*** RECORDS SUPPLIED Section Begins ***
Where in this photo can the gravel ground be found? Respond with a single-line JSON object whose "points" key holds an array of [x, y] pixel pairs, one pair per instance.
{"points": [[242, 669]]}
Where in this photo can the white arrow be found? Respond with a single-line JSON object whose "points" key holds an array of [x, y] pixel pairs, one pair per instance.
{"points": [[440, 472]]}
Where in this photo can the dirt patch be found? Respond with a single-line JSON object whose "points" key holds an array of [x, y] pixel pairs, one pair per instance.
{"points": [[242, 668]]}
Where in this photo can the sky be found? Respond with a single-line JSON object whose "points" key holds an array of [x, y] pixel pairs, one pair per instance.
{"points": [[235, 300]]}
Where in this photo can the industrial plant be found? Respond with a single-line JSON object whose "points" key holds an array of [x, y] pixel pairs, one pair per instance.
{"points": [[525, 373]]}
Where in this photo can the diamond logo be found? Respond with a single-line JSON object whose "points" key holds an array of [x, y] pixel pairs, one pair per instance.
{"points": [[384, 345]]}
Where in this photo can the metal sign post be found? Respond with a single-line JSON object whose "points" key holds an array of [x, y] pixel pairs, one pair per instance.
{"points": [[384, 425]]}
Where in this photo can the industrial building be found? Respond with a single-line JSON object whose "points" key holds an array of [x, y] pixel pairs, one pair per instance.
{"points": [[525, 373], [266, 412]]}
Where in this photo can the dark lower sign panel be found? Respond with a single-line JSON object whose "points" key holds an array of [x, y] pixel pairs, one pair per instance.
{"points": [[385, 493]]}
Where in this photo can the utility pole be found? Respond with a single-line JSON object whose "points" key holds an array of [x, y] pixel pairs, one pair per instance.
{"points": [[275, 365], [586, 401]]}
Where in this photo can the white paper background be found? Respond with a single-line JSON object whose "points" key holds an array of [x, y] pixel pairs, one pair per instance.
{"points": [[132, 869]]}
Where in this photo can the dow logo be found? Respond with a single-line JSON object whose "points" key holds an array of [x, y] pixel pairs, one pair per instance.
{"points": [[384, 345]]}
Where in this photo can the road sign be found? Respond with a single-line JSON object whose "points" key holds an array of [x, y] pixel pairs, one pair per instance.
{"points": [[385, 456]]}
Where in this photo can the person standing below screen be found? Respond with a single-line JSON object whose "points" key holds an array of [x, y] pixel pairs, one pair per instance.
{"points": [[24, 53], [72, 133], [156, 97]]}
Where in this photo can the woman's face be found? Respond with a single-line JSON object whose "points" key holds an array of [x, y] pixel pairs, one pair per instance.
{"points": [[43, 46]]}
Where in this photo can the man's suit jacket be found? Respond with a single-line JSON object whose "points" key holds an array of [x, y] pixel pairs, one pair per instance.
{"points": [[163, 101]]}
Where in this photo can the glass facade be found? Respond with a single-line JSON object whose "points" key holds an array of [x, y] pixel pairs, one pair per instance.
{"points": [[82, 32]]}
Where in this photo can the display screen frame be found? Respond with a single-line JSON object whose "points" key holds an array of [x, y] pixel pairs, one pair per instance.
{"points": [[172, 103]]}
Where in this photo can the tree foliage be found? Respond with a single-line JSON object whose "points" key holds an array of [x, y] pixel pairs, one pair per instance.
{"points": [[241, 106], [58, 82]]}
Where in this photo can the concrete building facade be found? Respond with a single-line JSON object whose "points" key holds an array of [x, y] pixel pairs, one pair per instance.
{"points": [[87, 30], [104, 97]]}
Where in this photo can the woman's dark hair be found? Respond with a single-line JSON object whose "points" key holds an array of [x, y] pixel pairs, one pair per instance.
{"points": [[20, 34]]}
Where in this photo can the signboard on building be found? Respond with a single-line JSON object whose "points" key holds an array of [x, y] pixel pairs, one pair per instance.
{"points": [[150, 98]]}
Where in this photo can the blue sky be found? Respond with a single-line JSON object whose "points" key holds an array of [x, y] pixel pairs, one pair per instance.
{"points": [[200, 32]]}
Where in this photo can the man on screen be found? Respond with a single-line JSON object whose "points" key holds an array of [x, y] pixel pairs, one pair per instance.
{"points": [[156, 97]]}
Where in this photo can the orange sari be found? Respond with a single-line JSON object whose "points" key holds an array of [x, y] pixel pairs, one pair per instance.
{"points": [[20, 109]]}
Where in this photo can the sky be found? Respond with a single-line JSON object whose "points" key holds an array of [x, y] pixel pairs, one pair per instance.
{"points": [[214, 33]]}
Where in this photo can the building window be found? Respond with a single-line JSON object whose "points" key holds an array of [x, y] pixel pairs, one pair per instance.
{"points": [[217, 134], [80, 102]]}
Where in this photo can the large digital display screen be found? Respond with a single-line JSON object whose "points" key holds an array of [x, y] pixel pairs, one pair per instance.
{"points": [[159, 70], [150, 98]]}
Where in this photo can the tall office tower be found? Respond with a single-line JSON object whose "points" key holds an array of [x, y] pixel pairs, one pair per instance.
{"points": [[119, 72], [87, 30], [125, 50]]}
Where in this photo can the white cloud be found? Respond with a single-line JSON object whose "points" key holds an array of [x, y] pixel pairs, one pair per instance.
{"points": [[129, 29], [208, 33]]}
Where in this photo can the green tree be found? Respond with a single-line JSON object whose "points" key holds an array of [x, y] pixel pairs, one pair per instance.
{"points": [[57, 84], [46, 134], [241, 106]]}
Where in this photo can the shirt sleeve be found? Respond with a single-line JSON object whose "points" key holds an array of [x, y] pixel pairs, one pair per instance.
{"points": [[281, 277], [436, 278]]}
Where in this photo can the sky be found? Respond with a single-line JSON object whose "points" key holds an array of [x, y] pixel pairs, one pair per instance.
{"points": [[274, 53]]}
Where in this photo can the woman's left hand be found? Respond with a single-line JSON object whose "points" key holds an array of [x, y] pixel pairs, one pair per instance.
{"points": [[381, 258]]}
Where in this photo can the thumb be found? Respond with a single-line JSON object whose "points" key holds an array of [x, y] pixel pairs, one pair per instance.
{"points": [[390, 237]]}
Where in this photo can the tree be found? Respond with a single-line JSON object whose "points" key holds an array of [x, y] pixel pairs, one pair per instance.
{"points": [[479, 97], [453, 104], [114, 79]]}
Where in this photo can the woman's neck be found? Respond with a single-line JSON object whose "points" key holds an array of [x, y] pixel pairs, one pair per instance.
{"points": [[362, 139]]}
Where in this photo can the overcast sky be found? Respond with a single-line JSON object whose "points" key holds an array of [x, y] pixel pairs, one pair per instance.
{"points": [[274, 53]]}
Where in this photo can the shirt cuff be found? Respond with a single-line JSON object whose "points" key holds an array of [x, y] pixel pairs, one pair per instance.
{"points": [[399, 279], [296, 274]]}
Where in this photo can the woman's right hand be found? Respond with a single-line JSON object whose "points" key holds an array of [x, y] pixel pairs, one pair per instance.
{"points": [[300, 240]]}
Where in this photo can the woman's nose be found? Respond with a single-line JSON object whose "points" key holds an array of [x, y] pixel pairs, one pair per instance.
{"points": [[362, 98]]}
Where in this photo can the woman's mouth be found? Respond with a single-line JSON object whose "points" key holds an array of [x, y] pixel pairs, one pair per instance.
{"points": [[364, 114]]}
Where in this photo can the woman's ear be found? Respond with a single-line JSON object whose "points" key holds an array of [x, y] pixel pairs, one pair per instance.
*** RECORDS SUPPLIED Section Ends ***
■ WORK INSTRUCTION ■
Reproduce the records above in their entirety, unchanged.

■ OUTPUT FOR THIS TASK ■
Where in this photo can the gravel ground be found? Respond with a single-line JSON object whose "points" key holds an array of [x, y] pixel pairs, one pair per instance.
{"points": [[242, 669]]}
Where in this photo can the white arrow be found? Respond with a single-line JSON object whose "points" key holds an array of [x, y] pixel pairs, one pair per instance.
{"points": [[440, 472]]}
Where in this photo can the dirt patch be found? Respond with a single-line JSON object whose "points" key holds an array of [x, y] pixel pairs, one pair per instance.
{"points": [[242, 668]]}
Where in this photo can the sky be found? Respond with a single-line JSON object whose "points" key holds an array of [x, y] pixel pairs, one pair per instance.
{"points": [[235, 300]]}
Where in this photo can the industrial plant be found? Respond with a single-line JSON object whose "points" key holds an array of [x, y] pixel pairs, one pair per instance.
{"points": [[525, 373]]}
Where in this photo can the diamond logo be found? Respond with a single-line JSON object whose "points" key holds an array of [x, y] pixel pairs, one pair per instance.
{"points": [[384, 345]]}
Where in this photo can the metal sign post be found? Respond with a single-line JSON object whose "points" key holds an array of [x, y] pixel pairs, one pair per instance.
{"points": [[384, 425]]}
Where in this photo can the industrial building be found? Respond with a single-line JSON object whose "points" key holds an array of [x, y] pixel pairs, one pair per instance.
{"points": [[525, 373], [266, 412]]}
Where in this photo can the dark lower sign panel be found? Respond with a single-line JSON object whose "points" key holds an array of [x, y] pixel pairs, one pair per instance.
{"points": [[385, 493]]}
Where in this photo can the utility pole be found? Respond with a single-line JSON object whose "points" key holds an array of [x, y] pixel pairs, one pair per instance.
{"points": [[275, 365], [586, 401]]}
Where in this photo can the white paper background be found? Respond with a single-line JSON object whose "points" key holds an array of [x, y] pixel pairs, one pair per instance.
{"points": [[132, 869]]}
Where in this photo can the dow logo be found? Respond with a single-line JSON object whose "points" key holds an array of [x, y] pixel pairs, one pair per instance.
{"points": [[384, 345]]}
Where in this photo can the road sign be found? Respond with a single-line JSON object whose "points" key holds an array of [x, y] pixel pairs, one pair per instance.
{"points": [[385, 456]]}
Where in this photo can the person standing below screen be found? Respond with a single-line JSON object whose "points" key holds an array of [x, y] pixel pairs, one pair per instance.
{"points": [[24, 53], [72, 133], [156, 97]]}
Where in this photo can the woman's face be found? Respond with a single-line JSON object whose "points" key holds an array of [x, y] pixel pairs, one pair per instance.
{"points": [[43, 46]]}
Where in this photo can the man's suit jacket be found? Respond with a single-line JSON object whose "points" key holds an array of [x, y] pixel pairs, one pair per instance.
{"points": [[163, 101]]}
Where in this photo can the glass facade be found? Respond with a single-line JSON object whose "points" key holds an array of [x, y] pixel pairs, one pair per instance.
{"points": [[82, 32]]}
Where in this photo can the display screen frame be found? Respond with a single-line JSON object whose "points" key holds an array of [x, y] pixel pairs, one pair per instance.
{"points": [[172, 103]]}
Where in this photo can the tree foliage be found? Respond with a single-line JSON object whose "points" key holds an array of [x, y] pixel pairs, one pair per instance.
{"points": [[241, 106], [58, 82]]}
Where in this photo can the concrete building facade be found? Respond with a single-line JSON object whose "points" key holds an array of [x, y] pixel pairs, one pair per instance.
{"points": [[87, 30], [104, 97]]}
Where in this photo can the woman's dark hair be found? Respond with a single-line JSON object whose "points" key holds an array of [x, y] pixel pairs, one pair per instance.
{"points": [[20, 34]]}
Where in this photo can the signboard on building be found? Respond with a single-line JSON object whose "points" key holds an array of [x, y] pixel pairs, one pair per instance.
{"points": [[150, 98]]}
Where in this photo can the blue sky be found? Respond with a single-line JSON object whose "points" key holds an array of [x, y] pixel pairs, one pair per instance.
{"points": [[200, 32]]}
Where in this photo can the man on screen be found? Respond with a single-line JSON object whose "points" key holds an array of [x, y] pixel pairs, one pair per instance.
{"points": [[156, 97]]}
Where in this photo can the orange sari be found? Respond with a single-line JSON object whose "points" key holds an array of [x, y] pixel pairs, one pair per instance.
{"points": [[20, 109]]}
Where in this photo can the sky be found? Respond with a single-line JSON object whose "points" key holds an array of [x, y] pixel pairs, one pair per instance.
{"points": [[214, 33]]}
Where in this photo can the building window be found? Respond with a single-line JSON object whose "points" key holds an array of [x, y] pixel pairs, one pair per instance.
{"points": [[217, 134], [80, 102]]}
Where in this photo can the large digital display screen be found? Respond with a single-line JSON object whose "points" key holds an array of [x, y] pixel pairs, one pair per instance.
{"points": [[159, 70], [150, 98]]}
Where in this photo can the tall office tower be found? Respond with a single-line JSON object whose "points" key holds an array of [x, y] pixel pairs, one pair per instance.
{"points": [[119, 72], [87, 30], [125, 50]]}
Where in this photo can the white cloud be found? Respond with a single-line JSON object whose "points" key holds an array of [x, y] pixel pairs, one pair per instance.
{"points": [[129, 29], [208, 33]]}
Where in this photo can the green tree be found? Respond with a single-line JSON object whose "points" key holds an array of [x, y] pixel pairs, one pair per instance.
{"points": [[57, 84], [46, 134], [241, 106]]}
Where in this photo can the shirt sleeve be found? Respond with a single-line JSON object whose "points" key holds an array of [x, y] pixel pairs, one pair per instance.
{"points": [[281, 277], [436, 278]]}
Where in this photo can the sky be found? Respond with a single-line JSON object whose "points" key holds an array of [x, y] pixel pairs, one pair per instance.
{"points": [[274, 53]]}
Where in this photo can the woman's left hand be found? Respond with a single-line JSON object whose "points" key holds an array of [x, y] pixel pairs, one pair per instance.
{"points": [[381, 258]]}
Where in this photo can the thumb be found? Respond with a single-line JSON object whose "points" key holds an array of [x, y] pixel pairs, one pair per instance.
{"points": [[390, 237]]}
Where in this photo can the tree be found? Respond with a single-line JSON object whose "points" key holds an array of [x, y] pixel pairs, one pair per instance.
{"points": [[479, 97], [453, 104], [114, 79]]}
Where in this photo can the woman's neck be found? Respond with a single-line JSON object whose "points" key holds an array of [x, y] pixel pairs, one pair per instance.
{"points": [[362, 139]]}
Where in this photo can the overcast sky be found? Respond with a single-line JSON object whose "points" key holds an array of [x, y] pixel pairs, one pair per instance.
{"points": [[274, 53]]}
Where in this photo can the shirt cuff be found? Respond with a single-line JSON object whose "points" key holds an array of [x, y] pixel pairs, one pair per instance.
{"points": [[399, 279], [296, 274]]}
Where in this photo can the woman's right hand be found? Respond with a single-line JSON object whose "points" key holds an array of [x, y] pixel pairs, one pair per instance.
{"points": [[300, 240]]}
Where in this photo can the woman's nose be found? Respond with a single-line JSON object whose "points" key holds an array of [x, y] pixel pairs, one pair per instance.
{"points": [[362, 98]]}
Where in this photo can the woman's mouth be found? Respond with a single-line JSON object whose "points" key holds an array of [x, y] pixel pairs, one pair per instance.
{"points": [[364, 114]]}
Where in this photo can the woman's ear be found? Respond with a single-line JSON object whose "points" key holds an array of [x, y] pixel pairs, one pair per instance.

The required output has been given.